Problem to solve:
For the records shown below, return an exact copy that excludes the pictures.

Saved entries
═══

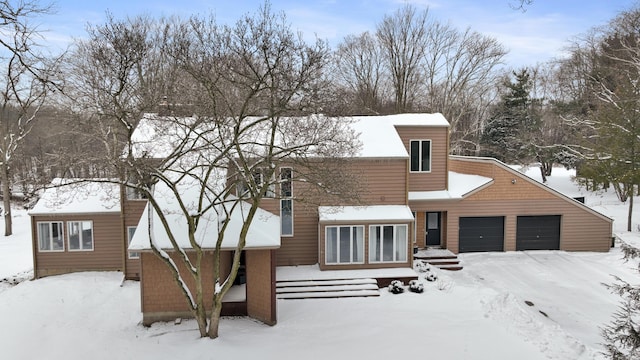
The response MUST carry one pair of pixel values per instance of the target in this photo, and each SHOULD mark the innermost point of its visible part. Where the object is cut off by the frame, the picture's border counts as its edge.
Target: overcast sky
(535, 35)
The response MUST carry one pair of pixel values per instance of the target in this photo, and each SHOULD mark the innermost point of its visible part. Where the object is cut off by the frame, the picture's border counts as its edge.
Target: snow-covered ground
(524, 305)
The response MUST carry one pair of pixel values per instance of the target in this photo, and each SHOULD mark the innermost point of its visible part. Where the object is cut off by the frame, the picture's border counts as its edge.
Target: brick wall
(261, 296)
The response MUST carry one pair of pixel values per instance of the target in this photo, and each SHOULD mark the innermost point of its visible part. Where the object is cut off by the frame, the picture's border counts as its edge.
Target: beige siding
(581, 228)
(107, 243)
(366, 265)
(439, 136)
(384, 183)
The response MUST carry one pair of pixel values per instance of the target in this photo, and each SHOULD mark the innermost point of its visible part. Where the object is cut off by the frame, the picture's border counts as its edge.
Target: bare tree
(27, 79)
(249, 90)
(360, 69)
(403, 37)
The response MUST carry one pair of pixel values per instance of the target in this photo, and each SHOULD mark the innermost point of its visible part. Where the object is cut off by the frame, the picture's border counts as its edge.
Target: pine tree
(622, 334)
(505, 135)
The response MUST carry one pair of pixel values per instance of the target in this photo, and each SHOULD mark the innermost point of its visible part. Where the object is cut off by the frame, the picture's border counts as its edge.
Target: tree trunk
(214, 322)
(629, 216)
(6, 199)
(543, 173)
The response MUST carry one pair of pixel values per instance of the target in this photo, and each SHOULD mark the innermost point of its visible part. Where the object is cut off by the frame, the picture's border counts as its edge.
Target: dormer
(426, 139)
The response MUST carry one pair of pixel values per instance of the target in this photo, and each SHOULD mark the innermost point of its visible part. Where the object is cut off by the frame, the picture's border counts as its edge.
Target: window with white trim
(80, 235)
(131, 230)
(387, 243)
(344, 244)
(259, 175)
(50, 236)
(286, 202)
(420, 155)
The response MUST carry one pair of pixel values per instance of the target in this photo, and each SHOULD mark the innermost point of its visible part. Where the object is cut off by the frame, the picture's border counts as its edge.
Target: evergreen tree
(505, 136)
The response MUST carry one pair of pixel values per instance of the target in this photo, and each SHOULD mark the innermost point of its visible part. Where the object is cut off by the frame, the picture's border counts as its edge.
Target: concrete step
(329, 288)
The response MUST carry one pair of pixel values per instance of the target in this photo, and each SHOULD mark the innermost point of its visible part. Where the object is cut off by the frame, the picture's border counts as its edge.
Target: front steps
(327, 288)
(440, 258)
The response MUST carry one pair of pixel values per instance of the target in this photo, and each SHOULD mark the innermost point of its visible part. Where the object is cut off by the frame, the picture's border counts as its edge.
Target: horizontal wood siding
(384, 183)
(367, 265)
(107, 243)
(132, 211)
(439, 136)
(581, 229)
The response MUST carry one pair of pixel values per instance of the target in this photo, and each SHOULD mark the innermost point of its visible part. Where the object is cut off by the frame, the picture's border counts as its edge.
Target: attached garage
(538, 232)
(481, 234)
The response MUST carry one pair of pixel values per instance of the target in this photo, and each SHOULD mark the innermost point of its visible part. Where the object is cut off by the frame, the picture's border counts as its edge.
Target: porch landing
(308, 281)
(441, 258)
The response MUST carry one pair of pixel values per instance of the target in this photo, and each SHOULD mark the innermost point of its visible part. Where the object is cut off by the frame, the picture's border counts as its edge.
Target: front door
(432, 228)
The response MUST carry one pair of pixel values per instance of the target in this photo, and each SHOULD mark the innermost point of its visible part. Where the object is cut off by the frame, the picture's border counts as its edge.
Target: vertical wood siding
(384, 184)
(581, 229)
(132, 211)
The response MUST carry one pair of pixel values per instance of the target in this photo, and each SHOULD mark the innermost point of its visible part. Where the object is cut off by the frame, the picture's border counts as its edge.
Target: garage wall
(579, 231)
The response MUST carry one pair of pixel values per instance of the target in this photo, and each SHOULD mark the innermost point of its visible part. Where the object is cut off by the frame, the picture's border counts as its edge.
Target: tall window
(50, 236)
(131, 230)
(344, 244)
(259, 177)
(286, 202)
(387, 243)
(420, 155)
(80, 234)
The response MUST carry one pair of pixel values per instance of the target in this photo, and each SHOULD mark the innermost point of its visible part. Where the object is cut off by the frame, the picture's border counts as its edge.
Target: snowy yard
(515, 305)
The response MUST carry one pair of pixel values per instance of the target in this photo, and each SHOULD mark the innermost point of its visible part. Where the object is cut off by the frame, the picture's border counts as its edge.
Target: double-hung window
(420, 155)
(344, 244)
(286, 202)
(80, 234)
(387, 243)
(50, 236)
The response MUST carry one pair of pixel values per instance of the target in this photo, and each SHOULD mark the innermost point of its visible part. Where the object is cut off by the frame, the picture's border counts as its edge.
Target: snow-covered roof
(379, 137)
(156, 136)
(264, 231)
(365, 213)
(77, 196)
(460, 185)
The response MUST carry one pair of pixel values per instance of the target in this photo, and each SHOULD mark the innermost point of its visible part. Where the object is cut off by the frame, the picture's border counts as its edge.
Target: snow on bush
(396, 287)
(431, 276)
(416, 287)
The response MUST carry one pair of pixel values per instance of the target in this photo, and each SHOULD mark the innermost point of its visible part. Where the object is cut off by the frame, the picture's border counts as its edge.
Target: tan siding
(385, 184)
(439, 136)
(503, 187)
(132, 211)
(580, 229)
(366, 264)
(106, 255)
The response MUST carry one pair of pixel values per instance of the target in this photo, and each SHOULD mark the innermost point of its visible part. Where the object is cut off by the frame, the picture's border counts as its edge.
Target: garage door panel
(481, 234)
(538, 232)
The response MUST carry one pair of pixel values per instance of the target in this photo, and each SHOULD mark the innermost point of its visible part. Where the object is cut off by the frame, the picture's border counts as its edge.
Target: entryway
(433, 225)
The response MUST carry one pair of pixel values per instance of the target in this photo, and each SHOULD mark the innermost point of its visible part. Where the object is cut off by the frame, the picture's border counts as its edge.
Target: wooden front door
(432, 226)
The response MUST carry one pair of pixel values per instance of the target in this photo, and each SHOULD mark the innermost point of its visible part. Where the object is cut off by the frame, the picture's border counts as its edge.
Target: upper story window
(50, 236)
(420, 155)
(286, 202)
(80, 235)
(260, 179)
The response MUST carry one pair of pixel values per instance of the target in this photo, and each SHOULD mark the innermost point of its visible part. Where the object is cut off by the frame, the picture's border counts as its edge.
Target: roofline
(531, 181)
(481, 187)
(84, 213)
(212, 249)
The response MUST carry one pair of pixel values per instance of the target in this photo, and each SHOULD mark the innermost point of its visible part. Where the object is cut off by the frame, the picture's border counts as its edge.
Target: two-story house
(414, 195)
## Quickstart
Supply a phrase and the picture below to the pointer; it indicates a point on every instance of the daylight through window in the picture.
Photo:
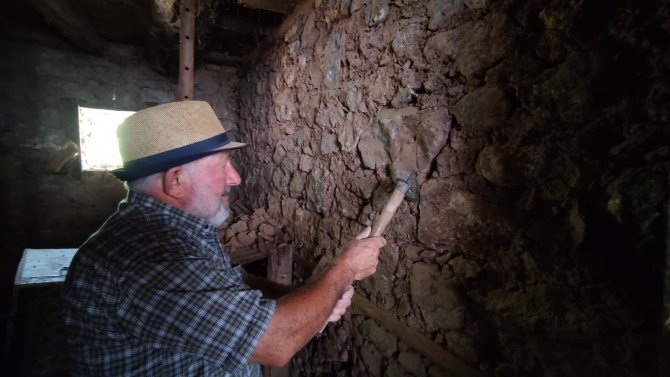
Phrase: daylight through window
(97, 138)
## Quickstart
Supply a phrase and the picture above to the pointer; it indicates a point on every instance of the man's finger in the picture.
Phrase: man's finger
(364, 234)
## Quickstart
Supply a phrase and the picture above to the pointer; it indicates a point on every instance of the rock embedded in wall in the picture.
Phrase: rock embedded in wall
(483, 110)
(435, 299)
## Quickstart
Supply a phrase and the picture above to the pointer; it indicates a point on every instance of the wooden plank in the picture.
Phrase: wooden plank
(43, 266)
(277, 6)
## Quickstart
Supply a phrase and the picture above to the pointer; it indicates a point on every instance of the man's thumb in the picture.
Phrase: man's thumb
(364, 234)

═══

Expected answer:
The response MUST carry one pair of pixel values per instance of the target in this photo, and each SHOULD mark the innermost point of its visible part. Where the object is cut off by the frame, the picture's border counts as its edge.
Target: overcast sky
(535, 35)
The response MUST carry one pair of pixel values per instance of the target in this photo, and each SHOULD mark the innermost point of its visible part. Where the object is cut off by the frame, the picture's border counts as its edge.
Target: snow-covered ground
(524, 305)
The response MUST carry one pair of pixel values per instance of the target in this photo, and each SHOULD mark the innermost point of its visible part. Where the object is cut off by the frame, the picture's border counts as its edge.
Target: brick wall
(261, 296)
The response MUST carry one pair of pixel values per instance of the target in this photo, and each SHOULD mark the innermost point of its visible part. Where the object is cut off by the frame, the picture's border counts as its edge.
Target: beige siding
(581, 228)
(107, 243)
(366, 265)
(439, 136)
(384, 183)
The response MUST carry one pair of pixel values per instance of the target in this photo, and each SHOULD mark the innermost point of its visible part. Where the object is cut off by the frame, the picture's border counts as its edge.
Target: bare tree
(27, 79)
(249, 90)
(360, 69)
(403, 37)
The response MUST carry one pair of pixel values per instance of the target in this photo, and each SHOULD mark the innermost point of its visible part. Where the object is cut off by the frame, the picture's border counts as its edge.
Target: pine tree
(622, 334)
(505, 135)
The response MUST carry one pair of pixel values per instance of the target in this photo, and each SHOULD mark the innermost point of its visible part. Where the object is cut off by the frame, the picture's border counts as its edge.
Target: tree trunk
(214, 322)
(629, 216)
(6, 199)
(543, 173)
The response MUST carry one pair of pixel values per instance of the target in this photo, and each SHOULD mark the innermost point of its visible part. Where the object is cut off by the frame, the picture's border counts as its edge.
Target: dormer
(426, 139)
The response MUST carry one pair of pixel values per instance of the target in this photo, and each SHOULD mark the innermost point of its visible part. Where the object is cut off by the frame, the picture's border counts as its edge.
Target: window with white trim
(80, 235)
(131, 230)
(387, 243)
(344, 244)
(259, 175)
(50, 236)
(286, 202)
(420, 155)
The response MUST carry one pair of pixel values per instance of the target in this photo, and each SHOULD mark the innermost point of its visible part. Where the object is cut off by the frame, the picture's border counts as its edge.
Target: evergreen tree
(505, 136)
The response MUST carry one pair of pixel values per instance of the target in this photo, and each SHOULD mark the innermost point of its visible part. Where the object is cut off by the frame, the picture's border counts as its edge.
Target: concrete step
(329, 288)
The response MUST carry one pair of pixel values per instance of the target in this photo, and each SHOULD mark the innermost point of its visible part. Where the object is cut off by the frame, the picture's border counts as its edge.
Target: front steps
(327, 288)
(440, 258)
The response MUST carry one pair of pixel values per instance of the target in this photo, and each SHOULD mark the innermost point of its visible part. Where the object is cut off by the frame, the picture's border counts as its edge.
Target: horizontal wood siding
(384, 183)
(367, 265)
(107, 243)
(132, 211)
(439, 136)
(581, 229)
The response MUST carry one pair of pixel values per instance of the target in this photo, and each SHOULD mark the innermost point of its visible part. Where the object is cut off by the frame, the picture's border counts as its edge.
Target: attached garage
(538, 232)
(481, 234)
The response MUST carry one pair of pixel values per instance of the target in this photo, and each SHOULD mark the innermost point of its visible part. Where the object is cut off by the frame, the picture's border counts as its edge.
Target: porch landing
(308, 281)
(441, 258)
The response MUST carry one pair of pixel values per instance of the target in this photo, and each SHOULD mark the innermost point of its visible part. Where the object is cut off by the frame, the picture's border counts as its edge.
Target: front door
(432, 228)
The response MUST carry one pair of pixel values per instance of the target in this photo, and each SHOULD mark the innermost point of its visible part. Where the object is cut off by the frame, the picture's border counts as its edge.
Target: vertical wood siding
(384, 184)
(581, 229)
(132, 211)
The response MUST carry one pair of pixel values per instance of the target in this photo, and each SHOULD mark the innermost point of its visible part. Where the object is cut off by the frame, the picture's border counts as its edge.
Target: garage wall
(579, 231)
The response MUST carry one pair of pixel values per instance of the target in this photo, and each SHOULD mark the innermost point of its visible part. Where the object is cut off by the frame, the picture's border counts as its edge.
Target: tall window
(50, 236)
(131, 230)
(344, 244)
(259, 177)
(286, 202)
(387, 243)
(420, 155)
(80, 234)
The response MUST carry one pair of pixel values per instance of the target in this photo, and each SHOULD mark the innermost point of its visible part. Where the object is cut off by the frame, the picture's border counts as its edge.
Target: snowy yard
(515, 305)
The response MUST carry one pair of pixel values per instance of the target in this photo, and each SHOULD mark the innermost point of its visible part. Where the object is cut off by the frame, the picture's border counts as its edge.
Target: double-hung window
(420, 155)
(344, 244)
(286, 202)
(80, 234)
(387, 243)
(50, 236)
The response MUST carry one pair of pixel values per instance of the target in this photo, and each SHOULD mark the innermost point of its visible part. Where the object is cut off by the frame, the picture's border counts as its edge.
Target: snow-covered roof
(379, 137)
(156, 136)
(264, 231)
(365, 213)
(77, 196)
(460, 185)
The response MUST carry one pair of pixel values per instance of the target in this photo, and each SHOULD mark the innermost point of its visible part. Where the object is cut off by the frame, the picture's border counts as its edge.
Target: snow on bush
(396, 287)
(431, 276)
(416, 287)
The response MUST carry one pair of pixel values per instance of the target in this photo, and each SHOULD mark the innermost point of its visible part. Where the object is cut off by the frame, the picture's border counts as its edge.
Target: tan siding
(385, 184)
(439, 136)
(503, 187)
(132, 211)
(580, 229)
(366, 264)
(106, 255)
The response MUST carry one pair of pixel values per instance of the target in this photo, and each SHOULD mark the innermost point of its visible part. Where the object is cut off by the frame, the picture's border counts as its edge.
Target: garage door panel
(481, 234)
(538, 232)
The response MUST carry one pair of pixel values per instance of the target in this photo, and each SHOULD mark the innermost point of its visible part. Where the object is cut off by the frame, the picture's border counts as its edge.
Target: entryway
(433, 225)
The response MUST carry one pair of pixel values per instance of the target in this photo, and each SHOULD mark the innermost point of its visible part. Where the object is cut off by the frame, the picture's border counts as its edge.
Target: wooden front door
(432, 226)
The response MUST carry one pair of pixel values per instance of the target in this photo, and each SHOULD mark the innermost point of its visible part. Where the object is cut off by the frame, the picture's border counts as its edge.
Target: upper story window
(50, 236)
(420, 155)
(286, 202)
(80, 235)
(260, 179)
The response MUST carry one pair of pixel values per instance of the target in this photo, and each SHOULD mark the innermost point of its visible part. Where the object is cut off by the frame, the picture's border counts as its edge.
Target: roofline
(531, 181)
(481, 187)
(84, 213)
(212, 249)
The response MUST carry one pair of pixel values per instance of the target in this photo, and each SHOULD mark the innermost point of its visible part. Where the object is cut off by the frame, the picture's border counts as its edge.
Target: two-story house
(414, 195)
## Quickstart
Supply a phrase and the picture below to the pointer; it indicates a point on every instance of the daylight through window in the picture.
Photo:
Phrase: daylight through window
(97, 138)
## Quickstart
Supply a phrase and the picture above to the pointer; it indicates a point on every instance of the man's finger in the picture.
Phrase: man's finger
(364, 234)
## Quickstart
Supply a phrase and the picture above to the pointer; it indicates a point on every instance of the rock embedded in wall in the picture.
Phrase: rock embedded in wall
(483, 110)
(435, 299)
## Quickstart
Supply a phrase and the picture above to the pointer; it indicates a point on every instance of the wooden plank in the picture.
Phrase: wooden plank
(43, 266)
(277, 6)
## Quickstart
Supply a phrase and the picture above to the pointer; it indicates a point on every instance of the man's thumb in the picture.
Phrase: man's thumb
(364, 234)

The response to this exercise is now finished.